▶ Page excerpt
■ ■ ■

I think that's where lawyers get all the breaks.  I mean pretty obvious when an ambulance goes by so you know when to give chase, not quite so much with a couple of perspective newlyweds.   I get the impression your mostly likely correct as to there being a market for low cost / very basic wedding photography in many regions.  I've been asked to shoot a couple of weddings on this basis myself, where they are looking at a very basic ceremony and reception and really don't have the money to spend on a truly professional wedding photographer.

For my part I've turned them down, I have no desire to make a living even part time from photography.  For me it's a hobby and I'd like to keep it that way.  I guess my biggest concern about a business like this would be you'd need to make certain you set the proper expectation level with the client, which might not be quite as easy as it sounds.


----------



## DSRay (Dec 27, 2013)

The_Traveler said:


> Let me ask you a question.
> Considering that you just got a camera, have very little experience or time to develop skills, what do you have to warrant people paying for your expertise?



Just sounds a little harsh.. maybe you didn't mean it that way.


----------



## The_Traveler (Dec 27, 2013)

DSRay said:


> The_Traveler said:
> 
> 
> > Let me ask you a question.
> ...



Oh, I see what you mean.
I didn't get that from your statement; things on the Internet are so easily misconstrued and misunderstood.


----------



## marie1128 (Dec 27, 2013)

Thanks for all the replies. I'm not planning on this anytime soon. It's been on my mind for a while if it would be worth it to go into something like this or not in the far future (maybe when the kids are in school and I want a hobby that is more than just crocheting 500 potholders that would collect dust in a random box somewhere).


----------



## marie1128 (Dec 27, 2013)

Braineack said:


> marie1128 said:
> 
> 
> > Would you go into just doing mini sessions (not doing weddings, or editing hundreds of photos, just doing a mini session around the holidays/season changes, etc. with about 10 (at the most) edited images on a disc, etc)?  Would you still need a license if you charged less than 100 bucks per session? Would you still need Photoshop (professional grade) or just Photoshop Elements (for example)? This wouldn't be a needed income, just for fun money and/or to pay for the camera equipment.
> ...



True dat man. True dat.


----------



## robbins.photo (Dec 27, 2013)

marie1128 said:


> Thanks for all the replies. I'm not planning on this anytime soon. It's been on my mind for a while if it would be worth it to go into something like this or not in the far future (maybe when the kids are in school and I want a hobby that is more than just crocheting 500 potholders that would collect dust in a random box somewhere).



Well, maybe kill two birds with one really big rock.  Pull the pot holders out of the basement, teach yourself product photography while you take pictures of them and put them up for sale on Ebay.  You get the practice taking plenty of pictures and maybe a little extra money to put towards more equipment.


----------

■ ■ ■

▶ Information shown
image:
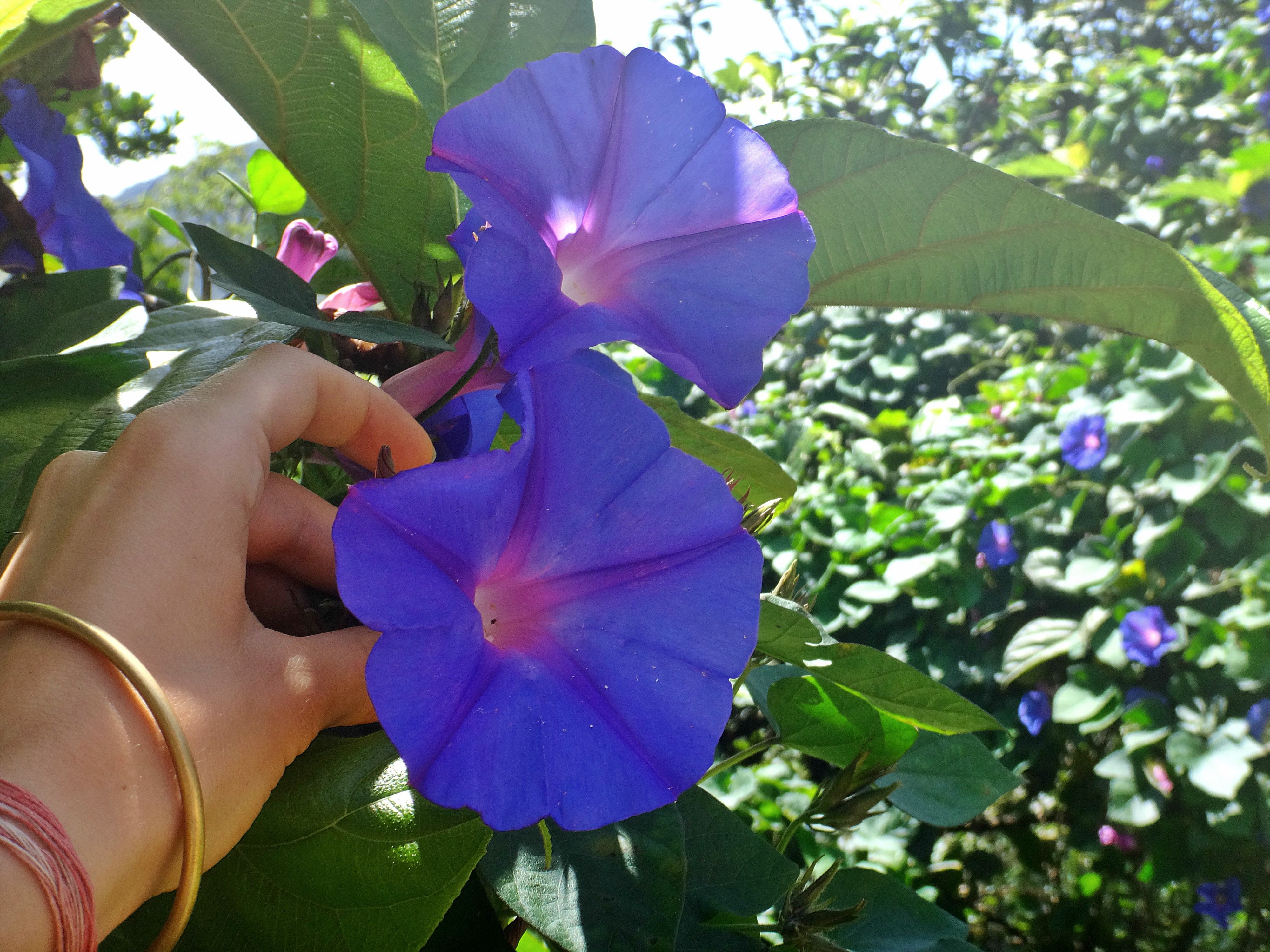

■ ■ ■

▶ Task list
1) Answer these questions from the forum thread:
(a) What does the first poster call photography for themselves?
(b) What hobby does marie1128 want something more than?
(c) On what site does robbins.photo suggest selling the potholders?
2) In the forum thread, write out the stretch from "Well, maybe kill" through "towards more equipment." again, with "oven mitts" swapped in for "pot holders".
3) According to the forum thread, why does robbins.photo suggest photographing the potholders and selling them on Ebay? Answer in one to three sentences.

▶ Answers per task
1)
(a) A hobby, which they would like to keep that way.
(b) Crocheting 500 potholders that would collect dust in a random box somewhere.
(c) Ebay.

2)
Well, maybe kill two birds with one really big rock.  Pull the oven mitts out of the basement, teach yourself product photography while you take pictures of them and put them up for sale on Ebay.  You get the practice taking plenty of pictures and maybe a little extra money to put towards more equipment.

3) It would give her practice taking plenty of pictures. It might also bring in a little extra money to put toward more equipment.